§ Text
══════════

Sql-server – INSERT INTO #temp taking 1000 times longer than SELECT INTO #temp

sql serversql-server-2008-r2

I am shredding an xml blob that is being passed to me and loading a temp table for further processing. One of the things I noticed while working through the process is that performing an INSERT INTO is taking like 20 minutes while doing a SELECT INTO is taking seconds. The DB statistics are up to date and we are running daily maintenance plans so not sure what is going on. I know that SELECT INTO bypasses the logs which would make it faster, but I as not assuming that the INSERT INTO would be so much worse.

EDIT: Based on comments adding some more details

Why would the INSERT INTO be taking so much longer than the SELECT INTO for a temp table.

Query example below. I am shredding XML and inserting into a temp Table I have both the INSERT INTO and SELECT INTO commented out. The INSERT INTO for just 100 records is showing 382,000+ logical reads while the SELECT INTO is showing none.

══════════

§ Data provided

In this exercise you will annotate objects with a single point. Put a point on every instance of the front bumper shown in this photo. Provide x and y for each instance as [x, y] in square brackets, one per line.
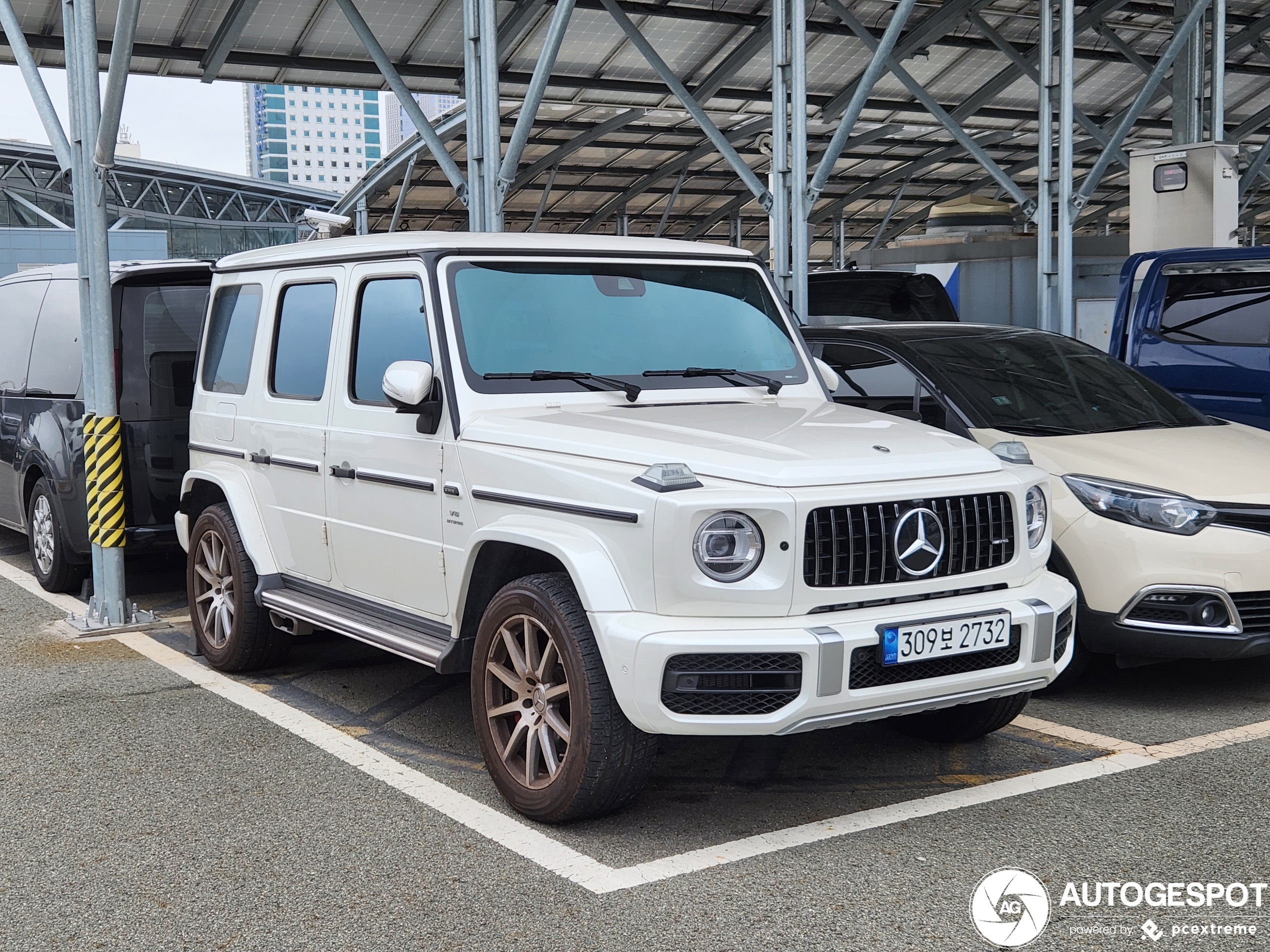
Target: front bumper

══════════

Rewrite everything in the SQL Server text from "I am shredding an" down to "so much worse.", putting "nightly maintenance jobs" in place of "daily maintenance plans".

§ Completed exercise
I am shredding an xml blob that is being passed to me and loading a temp table for further processing. One of the things I noticed while working through the process is that performing an INSERT INTO is taking like 20 minutes while doing a SELECT INTO is taking seconds. The DB statistics are up to date and we are running nightly maintenance jobs so not sure what is going on. I know that SELECT INTO bypasses the logs which would make it faster, but I as not assuming that the INSERT INTO would be so much worse.